=== OBJECTIVE ===
Reproduce the fog light bulb thread from "## RHS-113 (Nov" to "more information here.", changing "poor weather" to "bad weather".

# Best H11 bulbs for fog lights (2017 Ford Flex)



## Duodec (Nov 30, 2022)

I don't use them much but one burned out so I'd like to see if there are worthy upgrades from a basic H11 bulb. I did take a look at the LED models available and it does not look like they are 'legal' (for fog light levels of legal; they are not headlights) and I did not see any compelling reviews, so I expect to stay with halogens.
Recommendations appreciated. I'm going to swap out both bulbs when I do the work.
Thanks!


----------



## RHS-113 (Nov 30, 2022)

You can buy good quality selective yellow H11 bulbs from Daniel Stern (his website here) but you're going to have to send him an email to order them. If you're interested as to why selective yellow light could be better in poor weather I'd recommend you read this article as I'm bad at explaining things.

I'd also advise you to use your fog lights only in poor weather, and at low speeds. Daniel Stern has another article with more information here.


----------



## alpg88 (Nov 30, 2022)

I replaced h11 with h9 in my 2018 pilot, thou it was a headlight, not a fog light. you'll need to modify it to fit, it makes about 50% more light, it is 65W vs 55w stock, you'll need to file off some tabs. However i'd worry about extra heat, since fog lights are usually small, it may cause some damage, or it may not. normally it is not an issue in headlights, but they usually have larger volume, and reflector/lens is not as close to the bulb. keep an eye on it at first, i'd replace one, then run them for some time and compare, see if h9 is noticeably hotter than stock.
Another thing, fog lights have limited amount of light by design, brighter bulb may mess the beam and make them useless in actual fog. H9 will illuminate the road brighter, but lights will also reflect off moisture in the air, and defeat the purpose of fogs


----------



## Duodec (Nov 30, 2022)

@alpg88 yeah thanks but not going to do any mods. If there's a good LED variant I will always consider that but not going to hack it.

@RHS-113 thanks, had not thought of Daniel Stern or of going with yellow as an option. Worth considering.


----------



## alpg88 (Nov 30, 2022)

h9 is a halogen bulb


----------



## John_Galt (Dec 1, 2022)

H9 would be a bad idea if the lamp has no glare cap. Arguably a bad choice even if it does. The extra output isnt necessarily useful in a fog lamp, if using it as a fog lamp is intended, e.g. only in poor weather.

Not sure what Dan Stern would recommend as "best," for this exact application, but I'd generally recommend (in descending order) Tungsram Platinum h11> Tungsram Xenon+120 >Tungsram megalight +130. These will all have varying degrees of blue color filtration on the bulb envelope.

As far as color, if Dan Stern has a selective yellow H11, that's probably the best direct route. I've bought various selective yellow bulbs from him in the past and never been disappointed. However if you dont mind tinting the lens, duplicolor metalcast anodize yellow (3-5coats ime) will get your beautiful selective yellow color, and holds up very well even over a glass lens. Kapton tape is another option, and lets you test for yourself in a non-permanent way selective yellow color, but has way less filtration loss than the vinyl lens covers/filters you might find online. I have a 4" wide roll, but its also available in big sheets, like 12"x12".


----------

=== DATASET EXTRACT ===
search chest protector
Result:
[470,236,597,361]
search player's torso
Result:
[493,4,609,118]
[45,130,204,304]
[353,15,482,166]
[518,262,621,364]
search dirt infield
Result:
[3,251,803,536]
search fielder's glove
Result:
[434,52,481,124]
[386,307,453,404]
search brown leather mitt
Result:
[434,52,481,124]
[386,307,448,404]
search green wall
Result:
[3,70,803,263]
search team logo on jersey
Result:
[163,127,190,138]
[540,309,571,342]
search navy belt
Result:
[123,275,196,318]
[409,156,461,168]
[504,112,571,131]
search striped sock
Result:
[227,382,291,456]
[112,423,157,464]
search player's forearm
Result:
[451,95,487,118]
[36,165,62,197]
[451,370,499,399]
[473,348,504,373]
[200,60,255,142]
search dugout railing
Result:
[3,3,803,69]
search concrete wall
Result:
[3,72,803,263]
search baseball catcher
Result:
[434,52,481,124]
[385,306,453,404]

...

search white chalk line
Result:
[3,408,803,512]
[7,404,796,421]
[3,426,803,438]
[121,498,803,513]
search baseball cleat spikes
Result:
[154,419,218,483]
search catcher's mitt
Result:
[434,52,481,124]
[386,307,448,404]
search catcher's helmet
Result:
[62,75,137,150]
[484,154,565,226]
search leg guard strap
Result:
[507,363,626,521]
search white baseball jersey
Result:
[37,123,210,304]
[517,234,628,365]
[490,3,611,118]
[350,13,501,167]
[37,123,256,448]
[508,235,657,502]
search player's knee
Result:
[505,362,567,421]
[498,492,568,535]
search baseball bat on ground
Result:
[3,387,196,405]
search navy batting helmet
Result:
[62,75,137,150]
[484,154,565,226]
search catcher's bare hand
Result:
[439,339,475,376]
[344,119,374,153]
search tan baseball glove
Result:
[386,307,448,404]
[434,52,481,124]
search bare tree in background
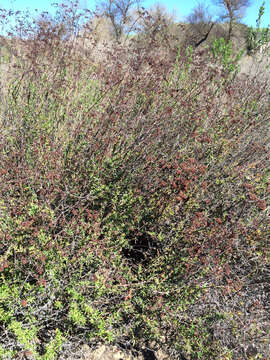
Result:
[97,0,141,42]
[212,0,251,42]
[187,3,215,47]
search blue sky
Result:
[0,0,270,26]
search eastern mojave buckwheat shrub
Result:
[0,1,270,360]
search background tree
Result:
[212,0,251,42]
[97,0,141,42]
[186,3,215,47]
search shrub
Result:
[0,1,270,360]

=== TASK RESULT ===
## RHS-113 (Nov 30, 2022)

You can buy good quality selective yellow H11 bulbs from Daniel Stern (his website here) but you're going to have to send him an email to order them. If you're interested as to why selective yellow light could be better in bad weather I'd recommend you read this article as I'm bad at explaining things.

I'd also advise you to use your fog lights only in bad weather, and at low speeds. Daniel Stern has another article with more information here.